“So as I was saying to Elizabeth Taylor,” Vito Russo said matter-of-factly before breaking into a peal of laughter. “Yes I know that sounds pretentious, but she’s a friend of mine — really!”
Vito had a lot of friends. None of them like Elizabeth Taylor. All of them cared about him, cared about the AIDS epidemic, but none of them were able to transform their passion for the fight quite the way she did.
Being a woman who has been indelicate health the better part of her life — actually dying several times — the news wasn’t unexpected.
“LOS ANGELES (AP) — Screen legend Elizabeth Taylor has died in Los Angeles. She was 79.
Publicist Sally Morrison says the actress died Wednesday morning at Cedars-Sinai Medical Center from congestive heart failure. Morrison says her children were at her side.
She’d been hospitalized for about six weeks.
Taylor first gained stardom as a child and appeared in more than 50 films. She won Oscars for her performances in “Butterfield 8″ and “Who’s Afraid of Virginia Woolf?”
She was equally famous for extraordinary beauty and her stormy personal life, including eight marriages and a series of physical ailments.

####

Questions on the material.
**1.** In the passage on Elizabeth Taylor's death, what cause of death does the publicist give?
**2.** Continue the passage on Elizabeth Taylor's death, starting after its final sentence.

####

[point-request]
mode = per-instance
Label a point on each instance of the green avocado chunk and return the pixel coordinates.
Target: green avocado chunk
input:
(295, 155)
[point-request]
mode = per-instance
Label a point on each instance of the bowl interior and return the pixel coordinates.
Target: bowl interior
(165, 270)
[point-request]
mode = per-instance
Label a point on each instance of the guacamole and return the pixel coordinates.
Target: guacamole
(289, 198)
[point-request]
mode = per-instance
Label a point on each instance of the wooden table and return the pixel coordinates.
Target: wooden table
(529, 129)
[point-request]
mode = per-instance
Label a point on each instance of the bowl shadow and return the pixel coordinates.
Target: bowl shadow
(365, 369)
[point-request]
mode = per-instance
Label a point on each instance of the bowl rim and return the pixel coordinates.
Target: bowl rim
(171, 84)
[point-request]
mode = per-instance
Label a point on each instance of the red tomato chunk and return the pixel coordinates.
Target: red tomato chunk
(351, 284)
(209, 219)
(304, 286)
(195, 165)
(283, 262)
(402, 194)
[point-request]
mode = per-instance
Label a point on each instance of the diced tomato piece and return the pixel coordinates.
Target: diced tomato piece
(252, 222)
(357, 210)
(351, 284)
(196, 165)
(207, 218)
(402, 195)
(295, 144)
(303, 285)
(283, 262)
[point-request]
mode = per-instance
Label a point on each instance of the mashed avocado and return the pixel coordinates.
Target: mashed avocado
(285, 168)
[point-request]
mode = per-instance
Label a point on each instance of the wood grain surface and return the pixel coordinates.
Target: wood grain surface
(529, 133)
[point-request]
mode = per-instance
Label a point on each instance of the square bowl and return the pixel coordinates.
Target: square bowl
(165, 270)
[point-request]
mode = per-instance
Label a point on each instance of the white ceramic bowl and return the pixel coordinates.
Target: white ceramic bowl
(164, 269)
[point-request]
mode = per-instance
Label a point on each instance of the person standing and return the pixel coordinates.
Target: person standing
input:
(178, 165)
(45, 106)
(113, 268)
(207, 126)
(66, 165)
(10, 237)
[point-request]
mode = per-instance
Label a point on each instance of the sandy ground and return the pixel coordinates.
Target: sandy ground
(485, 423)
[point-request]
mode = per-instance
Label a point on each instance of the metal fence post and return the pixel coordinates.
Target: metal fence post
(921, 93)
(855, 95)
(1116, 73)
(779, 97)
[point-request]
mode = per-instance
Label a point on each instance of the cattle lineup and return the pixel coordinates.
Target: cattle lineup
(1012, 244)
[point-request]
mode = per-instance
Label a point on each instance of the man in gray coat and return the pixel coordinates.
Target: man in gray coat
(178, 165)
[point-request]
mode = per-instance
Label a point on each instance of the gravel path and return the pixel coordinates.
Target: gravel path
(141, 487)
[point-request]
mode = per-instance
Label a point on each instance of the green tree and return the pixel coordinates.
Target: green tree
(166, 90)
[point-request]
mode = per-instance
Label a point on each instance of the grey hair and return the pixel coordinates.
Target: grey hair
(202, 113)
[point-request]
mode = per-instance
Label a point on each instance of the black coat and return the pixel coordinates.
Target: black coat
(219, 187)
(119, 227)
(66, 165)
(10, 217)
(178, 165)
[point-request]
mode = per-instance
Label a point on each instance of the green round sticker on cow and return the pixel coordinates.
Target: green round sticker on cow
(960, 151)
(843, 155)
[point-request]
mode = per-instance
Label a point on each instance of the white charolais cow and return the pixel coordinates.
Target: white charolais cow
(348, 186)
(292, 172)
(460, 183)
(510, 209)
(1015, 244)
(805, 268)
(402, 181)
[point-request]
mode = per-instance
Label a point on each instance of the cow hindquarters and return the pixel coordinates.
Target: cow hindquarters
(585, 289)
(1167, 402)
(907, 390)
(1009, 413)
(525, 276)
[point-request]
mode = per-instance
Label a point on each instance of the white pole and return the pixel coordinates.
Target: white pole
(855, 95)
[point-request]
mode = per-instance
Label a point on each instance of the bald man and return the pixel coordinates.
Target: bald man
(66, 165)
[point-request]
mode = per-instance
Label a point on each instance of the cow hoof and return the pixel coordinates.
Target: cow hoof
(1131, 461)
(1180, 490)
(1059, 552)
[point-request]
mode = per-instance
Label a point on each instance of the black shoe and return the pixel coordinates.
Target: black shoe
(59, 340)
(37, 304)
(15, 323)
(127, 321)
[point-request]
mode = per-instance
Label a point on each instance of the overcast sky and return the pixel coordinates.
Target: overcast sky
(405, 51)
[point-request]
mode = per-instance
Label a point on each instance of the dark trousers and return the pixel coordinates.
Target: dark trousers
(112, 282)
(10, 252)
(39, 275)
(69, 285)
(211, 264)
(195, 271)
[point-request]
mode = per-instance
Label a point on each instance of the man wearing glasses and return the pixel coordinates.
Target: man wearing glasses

####

Solved tasks.
**1.** Congestive heart failure.

**2.**
In later years, she was a spokeswoman for humanitarian causes, notably AIDS research. That work gained her a special Oscar in 1993.”
There will be of course tons more to say. But for the moment these images speak for themselves.
Here she is in her last acting role
Here’s how many will remember her.
Here’s how I remember her.
Stevie Smith will have the last word.
“In my dreams I am always saying goodbye and riding away,
Whither and why I know not nor do I care.
And the parting is sweet and the parting over is sweeter,
And sweetest of all is the night and the rushing air.
In my dreams they are always waving their hands and saying goodbye,
And they give me the stirrup cup and I smile as I drink,
I am glad the journey is set, I am glad I am going,
I am glad, I am glad, that my friends don’t know what I think.”